STATED PROBLEM: Retype all of the material below word for word, leaving out the pictures.

-- BEGIN EXERCISE MATERIALS --

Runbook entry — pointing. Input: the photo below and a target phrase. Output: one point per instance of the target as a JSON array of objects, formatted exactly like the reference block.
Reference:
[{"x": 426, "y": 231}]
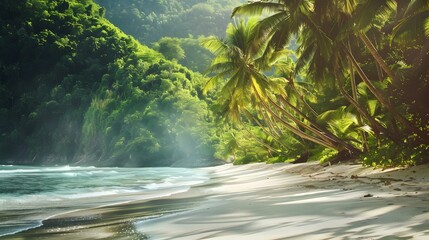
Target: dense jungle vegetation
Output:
[
  {"x": 289, "y": 80},
  {"x": 75, "y": 88},
  {"x": 357, "y": 84}
]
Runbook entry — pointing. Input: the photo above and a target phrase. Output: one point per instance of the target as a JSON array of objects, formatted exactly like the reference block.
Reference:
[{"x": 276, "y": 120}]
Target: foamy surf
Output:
[{"x": 29, "y": 195}]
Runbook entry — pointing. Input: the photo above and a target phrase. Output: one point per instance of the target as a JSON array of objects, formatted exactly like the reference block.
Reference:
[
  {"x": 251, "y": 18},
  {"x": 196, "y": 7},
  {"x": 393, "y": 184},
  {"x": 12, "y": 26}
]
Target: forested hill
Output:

-- END EXERCISE MATERIALS --

SOLVED EXERCISE:
Runbook entry — pointing. Input: the photo below and a target phrase. Output: one point per instance of the target as a JSON array of objects, formatted exactly like the reference block.
Reference:
[{"x": 426, "y": 231}]
Target: dense jungle vegetation
Output:
[
  {"x": 289, "y": 80},
  {"x": 75, "y": 88},
  {"x": 357, "y": 84}
]
Runbook entry — pointing. Input: the photo above and a target phrase. Output: one point per instance of the target as a JSON array of objects, formatted exactly like the reference block.
Reference:
[{"x": 276, "y": 120}]
Target: foamy surf
Output:
[{"x": 29, "y": 195}]
Runbook entry — pointing. Input: the photo above and a target phrase. Output: one point per instance of the target as a JSON array of objects, formatted exactly like the reference block.
Reference:
[
  {"x": 251, "y": 18},
  {"x": 196, "y": 7},
  {"x": 393, "y": 184},
  {"x": 12, "y": 26}
]
Target: forested hill
Output:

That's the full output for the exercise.